Data for the task:
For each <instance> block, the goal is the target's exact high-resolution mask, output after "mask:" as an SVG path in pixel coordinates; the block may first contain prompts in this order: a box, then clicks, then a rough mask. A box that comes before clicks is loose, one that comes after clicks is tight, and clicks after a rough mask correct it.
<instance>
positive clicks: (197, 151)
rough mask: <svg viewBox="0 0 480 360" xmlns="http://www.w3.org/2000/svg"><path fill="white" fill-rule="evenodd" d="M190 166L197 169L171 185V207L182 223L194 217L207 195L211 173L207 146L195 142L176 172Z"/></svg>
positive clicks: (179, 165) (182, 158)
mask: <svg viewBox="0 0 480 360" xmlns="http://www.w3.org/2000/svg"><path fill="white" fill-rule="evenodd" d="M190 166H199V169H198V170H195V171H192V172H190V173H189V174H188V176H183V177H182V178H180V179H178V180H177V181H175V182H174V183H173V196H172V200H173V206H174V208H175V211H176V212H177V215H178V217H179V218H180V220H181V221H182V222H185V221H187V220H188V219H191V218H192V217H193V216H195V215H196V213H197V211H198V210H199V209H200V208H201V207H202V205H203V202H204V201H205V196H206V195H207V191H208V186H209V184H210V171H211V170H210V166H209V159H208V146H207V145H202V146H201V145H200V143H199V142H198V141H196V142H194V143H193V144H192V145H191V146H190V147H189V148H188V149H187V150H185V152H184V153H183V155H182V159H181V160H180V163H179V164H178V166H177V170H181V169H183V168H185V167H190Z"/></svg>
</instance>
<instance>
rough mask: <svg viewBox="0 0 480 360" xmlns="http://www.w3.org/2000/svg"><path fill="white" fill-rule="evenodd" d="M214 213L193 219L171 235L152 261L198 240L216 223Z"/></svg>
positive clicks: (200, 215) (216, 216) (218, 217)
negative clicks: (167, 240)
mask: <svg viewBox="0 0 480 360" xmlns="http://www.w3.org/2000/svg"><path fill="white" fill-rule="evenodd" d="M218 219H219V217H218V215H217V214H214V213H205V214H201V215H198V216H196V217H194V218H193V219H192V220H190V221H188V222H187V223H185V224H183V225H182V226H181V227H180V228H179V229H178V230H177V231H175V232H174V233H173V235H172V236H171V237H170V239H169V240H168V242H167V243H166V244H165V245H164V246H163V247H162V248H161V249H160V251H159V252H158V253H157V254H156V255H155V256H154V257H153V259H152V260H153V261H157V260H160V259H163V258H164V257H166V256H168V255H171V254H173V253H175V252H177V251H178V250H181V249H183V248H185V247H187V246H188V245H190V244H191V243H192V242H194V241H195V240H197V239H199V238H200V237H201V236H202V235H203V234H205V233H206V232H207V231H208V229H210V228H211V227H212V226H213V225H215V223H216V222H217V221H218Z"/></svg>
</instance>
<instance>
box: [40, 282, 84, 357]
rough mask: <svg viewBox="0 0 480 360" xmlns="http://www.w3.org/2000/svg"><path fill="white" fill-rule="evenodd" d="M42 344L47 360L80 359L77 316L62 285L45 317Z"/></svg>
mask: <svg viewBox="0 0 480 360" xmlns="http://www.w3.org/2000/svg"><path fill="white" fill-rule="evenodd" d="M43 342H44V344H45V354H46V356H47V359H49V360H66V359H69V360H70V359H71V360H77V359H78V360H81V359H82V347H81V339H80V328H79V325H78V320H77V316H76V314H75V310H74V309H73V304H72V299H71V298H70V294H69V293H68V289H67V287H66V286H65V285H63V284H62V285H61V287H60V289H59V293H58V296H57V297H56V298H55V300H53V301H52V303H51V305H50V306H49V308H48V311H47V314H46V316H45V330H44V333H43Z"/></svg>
...
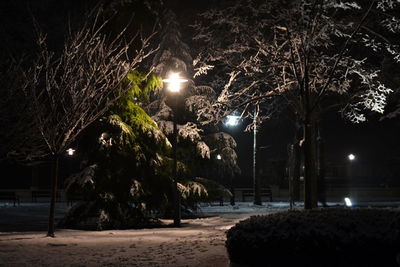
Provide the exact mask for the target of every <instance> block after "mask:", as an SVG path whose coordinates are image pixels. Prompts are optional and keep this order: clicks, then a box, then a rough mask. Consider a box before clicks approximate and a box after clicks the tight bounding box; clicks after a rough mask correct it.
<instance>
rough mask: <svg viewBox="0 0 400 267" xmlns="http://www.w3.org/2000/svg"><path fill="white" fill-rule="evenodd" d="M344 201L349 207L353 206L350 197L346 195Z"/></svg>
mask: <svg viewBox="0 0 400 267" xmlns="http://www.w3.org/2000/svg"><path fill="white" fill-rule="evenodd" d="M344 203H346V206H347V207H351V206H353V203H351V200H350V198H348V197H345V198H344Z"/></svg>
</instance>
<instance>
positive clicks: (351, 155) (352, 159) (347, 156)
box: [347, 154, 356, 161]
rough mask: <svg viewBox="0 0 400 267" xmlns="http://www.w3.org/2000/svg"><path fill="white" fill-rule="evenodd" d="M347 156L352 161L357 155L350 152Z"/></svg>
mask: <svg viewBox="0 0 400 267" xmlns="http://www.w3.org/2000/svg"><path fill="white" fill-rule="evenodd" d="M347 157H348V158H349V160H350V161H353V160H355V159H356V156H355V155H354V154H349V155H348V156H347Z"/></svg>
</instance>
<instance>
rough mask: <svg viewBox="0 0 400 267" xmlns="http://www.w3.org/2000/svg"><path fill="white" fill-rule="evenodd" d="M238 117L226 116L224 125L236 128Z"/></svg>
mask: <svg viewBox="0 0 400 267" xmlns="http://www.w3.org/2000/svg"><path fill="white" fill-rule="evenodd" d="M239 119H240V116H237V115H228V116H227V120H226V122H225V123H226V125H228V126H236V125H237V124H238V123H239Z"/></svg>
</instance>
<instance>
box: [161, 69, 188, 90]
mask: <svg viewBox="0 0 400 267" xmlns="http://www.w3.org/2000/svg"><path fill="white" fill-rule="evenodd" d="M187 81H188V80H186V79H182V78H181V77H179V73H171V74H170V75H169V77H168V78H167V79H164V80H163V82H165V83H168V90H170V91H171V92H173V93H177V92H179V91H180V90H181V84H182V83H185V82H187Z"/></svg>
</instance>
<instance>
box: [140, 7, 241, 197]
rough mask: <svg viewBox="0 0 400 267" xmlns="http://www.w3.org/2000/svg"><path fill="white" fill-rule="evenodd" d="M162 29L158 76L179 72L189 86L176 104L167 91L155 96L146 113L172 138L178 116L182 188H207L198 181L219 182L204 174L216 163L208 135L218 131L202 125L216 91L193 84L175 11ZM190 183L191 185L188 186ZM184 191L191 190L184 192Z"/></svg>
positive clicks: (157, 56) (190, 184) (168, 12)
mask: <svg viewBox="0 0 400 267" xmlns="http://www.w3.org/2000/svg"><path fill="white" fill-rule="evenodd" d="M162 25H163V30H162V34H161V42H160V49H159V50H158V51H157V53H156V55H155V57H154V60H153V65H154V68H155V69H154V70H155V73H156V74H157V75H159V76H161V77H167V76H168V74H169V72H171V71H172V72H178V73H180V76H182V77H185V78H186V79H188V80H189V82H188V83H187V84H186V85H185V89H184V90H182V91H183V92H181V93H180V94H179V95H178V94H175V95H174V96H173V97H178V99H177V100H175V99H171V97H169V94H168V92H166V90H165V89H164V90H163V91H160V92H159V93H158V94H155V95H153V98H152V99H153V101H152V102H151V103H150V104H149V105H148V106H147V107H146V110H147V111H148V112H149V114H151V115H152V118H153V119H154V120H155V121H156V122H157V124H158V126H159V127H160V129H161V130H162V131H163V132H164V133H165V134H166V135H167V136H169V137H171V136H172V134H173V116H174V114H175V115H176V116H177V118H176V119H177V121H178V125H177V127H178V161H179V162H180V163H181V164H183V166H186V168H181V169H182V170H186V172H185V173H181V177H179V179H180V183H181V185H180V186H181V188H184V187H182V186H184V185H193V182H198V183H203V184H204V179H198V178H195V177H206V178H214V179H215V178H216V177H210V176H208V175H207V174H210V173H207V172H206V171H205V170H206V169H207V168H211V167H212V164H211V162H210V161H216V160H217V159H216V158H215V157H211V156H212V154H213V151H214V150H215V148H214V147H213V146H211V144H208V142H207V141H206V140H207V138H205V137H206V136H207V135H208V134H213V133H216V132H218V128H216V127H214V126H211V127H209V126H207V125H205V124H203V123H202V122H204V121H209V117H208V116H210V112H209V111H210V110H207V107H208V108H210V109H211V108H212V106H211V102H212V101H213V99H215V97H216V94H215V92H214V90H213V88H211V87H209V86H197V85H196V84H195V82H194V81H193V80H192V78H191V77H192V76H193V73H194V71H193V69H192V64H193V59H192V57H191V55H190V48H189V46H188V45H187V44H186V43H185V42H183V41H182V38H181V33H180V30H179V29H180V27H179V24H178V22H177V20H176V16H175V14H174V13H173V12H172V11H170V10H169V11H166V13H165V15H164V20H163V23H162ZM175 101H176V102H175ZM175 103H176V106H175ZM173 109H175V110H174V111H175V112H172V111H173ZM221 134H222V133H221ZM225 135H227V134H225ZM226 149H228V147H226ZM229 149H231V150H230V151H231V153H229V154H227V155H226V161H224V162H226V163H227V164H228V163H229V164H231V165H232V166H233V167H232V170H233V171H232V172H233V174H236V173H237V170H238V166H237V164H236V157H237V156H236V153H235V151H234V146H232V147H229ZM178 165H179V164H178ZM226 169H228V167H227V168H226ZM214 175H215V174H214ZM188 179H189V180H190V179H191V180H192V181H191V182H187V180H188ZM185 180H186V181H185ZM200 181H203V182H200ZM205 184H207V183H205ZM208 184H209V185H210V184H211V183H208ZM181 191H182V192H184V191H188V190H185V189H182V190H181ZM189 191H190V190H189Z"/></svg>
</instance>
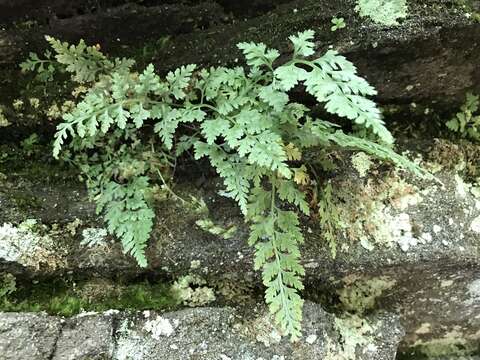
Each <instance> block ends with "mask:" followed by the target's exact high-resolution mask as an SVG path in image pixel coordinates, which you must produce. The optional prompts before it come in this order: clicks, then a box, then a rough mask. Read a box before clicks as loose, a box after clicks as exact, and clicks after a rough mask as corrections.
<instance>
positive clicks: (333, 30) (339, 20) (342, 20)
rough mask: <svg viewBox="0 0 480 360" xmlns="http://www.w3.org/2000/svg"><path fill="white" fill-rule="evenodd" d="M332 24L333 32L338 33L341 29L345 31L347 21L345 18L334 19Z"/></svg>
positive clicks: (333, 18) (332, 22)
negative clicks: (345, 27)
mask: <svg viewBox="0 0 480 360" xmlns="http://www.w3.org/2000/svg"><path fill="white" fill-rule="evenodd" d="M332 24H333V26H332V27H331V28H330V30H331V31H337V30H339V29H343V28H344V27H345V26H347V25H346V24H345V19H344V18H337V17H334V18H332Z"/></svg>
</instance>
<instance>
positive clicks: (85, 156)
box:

Try it: Gather every line of the rows above that contains the word "positive", copying each one in full.

Your solution:
positive clicks: (197, 151)
positive clicks: (179, 165) (182, 158)
positive clicks: (200, 215) (216, 216) (218, 217)
positive clicks: (351, 155) (352, 159) (347, 156)
positive clicks: (157, 56) (190, 184) (168, 12)
positive clicks: (333, 30) (339, 20) (342, 20)
positive clicks: (333, 18) (332, 22)
positive clicks: (85, 156)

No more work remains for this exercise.